(Given exercise)
Copy the records below word for word, leaving out the pictures.

[Pointing records]

_____

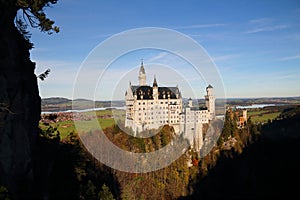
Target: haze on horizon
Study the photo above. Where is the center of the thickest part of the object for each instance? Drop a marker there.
(254, 44)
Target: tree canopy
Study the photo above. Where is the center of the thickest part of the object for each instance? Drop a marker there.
(32, 12)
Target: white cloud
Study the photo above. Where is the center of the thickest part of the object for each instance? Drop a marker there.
(264, 25)
(200, 26)
(267, 28)
(290, 58)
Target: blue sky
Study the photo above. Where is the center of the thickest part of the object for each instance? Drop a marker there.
(255, 44)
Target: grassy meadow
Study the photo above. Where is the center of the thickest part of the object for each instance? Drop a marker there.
(104, 118)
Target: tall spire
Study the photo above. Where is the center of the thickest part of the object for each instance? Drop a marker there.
(142, 69)
(142, 74)
(155, 82)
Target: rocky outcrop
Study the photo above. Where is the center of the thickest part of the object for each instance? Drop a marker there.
(19, 108)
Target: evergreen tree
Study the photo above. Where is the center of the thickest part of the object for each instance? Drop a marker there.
(105, 193)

_____

(Exercise response)
Target: haze on horizon
Study the photo above. Where is the center of the thickest part of the object for each instance? Drop a marker there.
(254, 44)
Target: tree canopy
Study the photo above. Where is the center of the thickest part of the object for each instance? Drop a marker there.
(32, 12)
Target: white cloud
Study the photo above. Where is the center of the thickest part of the object for each instance? Drop a marker there.
(264, 25)
(200, 26)
(267, 28)
(290, 58)
Target: blue sky
Study the photo above. Where is the center of the thickest part of the object for each instance? Drop a marker there.
(255, 44)
Target: grassy meadow
Study the photo above. Where is the center of the thickest part of the object for each instance? Drop a marker there.
(104, 118)
Target: tall spire
Study the photo above. Where is the center of the thickest part of the object for each instance? Drop a marker there.
(142, 69)
(142, 74)
(155, 82)
Target: rocky outcrop
Study the photo above. Where is the center of the thickest part of the object for each instance? Drop a marker there.
(19, 108)
Target: evergreen tree
Study the photo above. Where is the center of the thickest part of the object for each instance? Drop a marker there.
(105, 193)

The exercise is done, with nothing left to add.